PROBLEM DESCRIPTION -
How many lines in the records below hold the word "pushing"? Answer with the number alone.

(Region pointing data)
###

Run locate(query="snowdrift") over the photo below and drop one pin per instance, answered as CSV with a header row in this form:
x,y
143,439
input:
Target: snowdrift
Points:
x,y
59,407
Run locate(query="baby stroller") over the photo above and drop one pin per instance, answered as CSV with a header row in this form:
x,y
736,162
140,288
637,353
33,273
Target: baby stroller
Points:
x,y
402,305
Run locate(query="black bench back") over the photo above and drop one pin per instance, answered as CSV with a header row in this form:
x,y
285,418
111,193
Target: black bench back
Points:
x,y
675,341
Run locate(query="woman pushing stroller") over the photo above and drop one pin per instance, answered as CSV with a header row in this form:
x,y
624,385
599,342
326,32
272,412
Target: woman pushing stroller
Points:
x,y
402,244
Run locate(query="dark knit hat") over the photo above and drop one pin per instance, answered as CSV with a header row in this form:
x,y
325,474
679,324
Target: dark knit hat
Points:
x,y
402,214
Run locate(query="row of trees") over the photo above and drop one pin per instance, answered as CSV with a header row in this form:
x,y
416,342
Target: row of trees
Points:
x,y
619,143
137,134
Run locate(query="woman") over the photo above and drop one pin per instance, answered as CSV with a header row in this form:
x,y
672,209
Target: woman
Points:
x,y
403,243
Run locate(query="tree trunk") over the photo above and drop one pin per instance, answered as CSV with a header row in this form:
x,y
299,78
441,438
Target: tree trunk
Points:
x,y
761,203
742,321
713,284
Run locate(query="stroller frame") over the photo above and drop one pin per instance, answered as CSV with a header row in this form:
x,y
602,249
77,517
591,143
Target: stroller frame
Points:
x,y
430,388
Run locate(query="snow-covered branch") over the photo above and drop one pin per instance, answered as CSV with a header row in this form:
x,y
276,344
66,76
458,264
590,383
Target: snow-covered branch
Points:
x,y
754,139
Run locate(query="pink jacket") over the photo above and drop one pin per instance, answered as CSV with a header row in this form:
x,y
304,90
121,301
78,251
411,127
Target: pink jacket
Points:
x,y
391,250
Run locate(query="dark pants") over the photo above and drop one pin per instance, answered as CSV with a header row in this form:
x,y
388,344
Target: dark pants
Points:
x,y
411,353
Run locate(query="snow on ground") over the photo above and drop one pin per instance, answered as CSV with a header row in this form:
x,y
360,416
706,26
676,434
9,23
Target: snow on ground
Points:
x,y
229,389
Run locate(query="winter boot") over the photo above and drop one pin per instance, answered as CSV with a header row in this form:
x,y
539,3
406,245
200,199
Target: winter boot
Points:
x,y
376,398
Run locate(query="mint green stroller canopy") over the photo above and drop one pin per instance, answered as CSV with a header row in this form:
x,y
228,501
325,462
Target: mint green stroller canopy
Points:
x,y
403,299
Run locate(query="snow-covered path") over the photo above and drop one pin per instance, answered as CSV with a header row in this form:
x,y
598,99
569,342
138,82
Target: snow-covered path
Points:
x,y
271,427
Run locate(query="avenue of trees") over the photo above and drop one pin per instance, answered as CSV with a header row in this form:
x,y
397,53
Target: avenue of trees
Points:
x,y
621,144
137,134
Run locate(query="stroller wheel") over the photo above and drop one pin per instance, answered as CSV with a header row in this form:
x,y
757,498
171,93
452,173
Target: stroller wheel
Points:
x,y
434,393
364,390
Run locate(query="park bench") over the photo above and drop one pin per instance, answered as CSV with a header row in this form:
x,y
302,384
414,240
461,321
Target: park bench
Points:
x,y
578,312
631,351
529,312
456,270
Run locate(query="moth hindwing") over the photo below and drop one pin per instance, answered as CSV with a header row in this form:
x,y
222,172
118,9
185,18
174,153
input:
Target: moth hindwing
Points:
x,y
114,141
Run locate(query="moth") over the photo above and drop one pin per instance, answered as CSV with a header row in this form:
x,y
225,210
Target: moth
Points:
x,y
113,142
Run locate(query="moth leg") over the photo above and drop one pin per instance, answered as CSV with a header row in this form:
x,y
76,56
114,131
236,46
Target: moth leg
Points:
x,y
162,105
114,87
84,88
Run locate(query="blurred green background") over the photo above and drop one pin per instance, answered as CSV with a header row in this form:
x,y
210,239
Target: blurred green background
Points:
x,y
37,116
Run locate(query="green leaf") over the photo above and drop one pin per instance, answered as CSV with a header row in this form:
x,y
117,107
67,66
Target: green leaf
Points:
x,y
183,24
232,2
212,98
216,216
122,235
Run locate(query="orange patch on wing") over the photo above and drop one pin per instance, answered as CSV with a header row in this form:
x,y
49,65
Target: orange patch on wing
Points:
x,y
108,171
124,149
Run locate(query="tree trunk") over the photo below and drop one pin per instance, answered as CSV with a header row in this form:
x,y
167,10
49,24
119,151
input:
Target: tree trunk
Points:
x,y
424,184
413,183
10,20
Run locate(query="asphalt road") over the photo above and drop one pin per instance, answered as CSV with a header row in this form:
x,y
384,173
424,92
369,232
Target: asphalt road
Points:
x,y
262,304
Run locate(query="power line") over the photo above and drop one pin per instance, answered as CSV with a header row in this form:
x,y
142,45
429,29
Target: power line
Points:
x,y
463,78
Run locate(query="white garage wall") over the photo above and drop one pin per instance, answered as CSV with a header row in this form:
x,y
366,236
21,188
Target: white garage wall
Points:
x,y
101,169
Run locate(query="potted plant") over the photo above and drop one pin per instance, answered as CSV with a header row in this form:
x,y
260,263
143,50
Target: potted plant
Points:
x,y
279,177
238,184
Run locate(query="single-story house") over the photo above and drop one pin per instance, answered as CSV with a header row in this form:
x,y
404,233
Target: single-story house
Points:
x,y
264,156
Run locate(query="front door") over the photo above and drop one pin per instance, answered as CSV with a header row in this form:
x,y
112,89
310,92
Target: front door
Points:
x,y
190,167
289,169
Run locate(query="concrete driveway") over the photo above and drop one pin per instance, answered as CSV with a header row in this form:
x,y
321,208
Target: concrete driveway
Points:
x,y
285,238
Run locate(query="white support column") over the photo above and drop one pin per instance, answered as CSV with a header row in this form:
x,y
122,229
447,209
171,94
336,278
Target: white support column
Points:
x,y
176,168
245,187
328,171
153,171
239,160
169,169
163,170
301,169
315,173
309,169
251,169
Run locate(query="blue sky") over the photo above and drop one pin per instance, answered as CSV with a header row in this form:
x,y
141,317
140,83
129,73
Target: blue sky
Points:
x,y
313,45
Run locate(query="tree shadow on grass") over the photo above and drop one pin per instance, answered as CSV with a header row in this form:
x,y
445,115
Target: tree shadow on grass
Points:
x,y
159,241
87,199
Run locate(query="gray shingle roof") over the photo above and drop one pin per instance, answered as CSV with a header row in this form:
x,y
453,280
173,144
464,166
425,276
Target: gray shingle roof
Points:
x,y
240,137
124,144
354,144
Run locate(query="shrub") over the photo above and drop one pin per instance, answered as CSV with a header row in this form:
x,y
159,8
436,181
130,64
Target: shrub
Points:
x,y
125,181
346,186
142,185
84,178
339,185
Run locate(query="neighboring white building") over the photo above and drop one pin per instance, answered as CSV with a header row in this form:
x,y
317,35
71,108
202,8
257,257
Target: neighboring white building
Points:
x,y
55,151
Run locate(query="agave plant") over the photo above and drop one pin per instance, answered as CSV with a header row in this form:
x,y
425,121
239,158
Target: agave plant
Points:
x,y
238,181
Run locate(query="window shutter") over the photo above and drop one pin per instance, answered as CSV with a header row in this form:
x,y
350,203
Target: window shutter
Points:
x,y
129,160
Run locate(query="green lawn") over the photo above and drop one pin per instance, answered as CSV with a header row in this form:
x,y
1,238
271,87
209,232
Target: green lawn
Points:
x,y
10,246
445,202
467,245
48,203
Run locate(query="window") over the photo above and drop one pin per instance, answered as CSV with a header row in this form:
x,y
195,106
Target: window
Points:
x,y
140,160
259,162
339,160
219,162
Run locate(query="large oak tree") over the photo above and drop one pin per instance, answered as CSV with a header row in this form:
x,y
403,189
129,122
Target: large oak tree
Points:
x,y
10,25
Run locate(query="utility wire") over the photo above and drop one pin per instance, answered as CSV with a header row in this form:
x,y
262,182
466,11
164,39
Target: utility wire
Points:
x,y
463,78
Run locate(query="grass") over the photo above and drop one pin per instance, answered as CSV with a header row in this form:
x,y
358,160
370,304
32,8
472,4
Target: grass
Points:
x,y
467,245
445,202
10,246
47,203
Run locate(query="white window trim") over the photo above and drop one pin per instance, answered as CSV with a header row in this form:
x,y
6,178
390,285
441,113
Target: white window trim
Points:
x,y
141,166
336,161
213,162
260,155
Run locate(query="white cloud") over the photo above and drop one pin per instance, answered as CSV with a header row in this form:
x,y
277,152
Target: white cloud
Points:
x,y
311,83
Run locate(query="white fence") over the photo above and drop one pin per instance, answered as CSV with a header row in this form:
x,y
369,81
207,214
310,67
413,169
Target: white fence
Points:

###

TASK RESULT -
2